• **INPUT MATERIAL**:
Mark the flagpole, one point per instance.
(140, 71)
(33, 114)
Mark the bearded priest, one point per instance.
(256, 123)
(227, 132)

• **TASK TO COMPLETE**:
Could you retype the entire listing exactly?

• **TASK RESULT**:
Mark the flagpole, one point per instance.
(140, 71)
(33, 114)
Mark the bearded priest, one point per instance.
(256, 123)
(227, 132)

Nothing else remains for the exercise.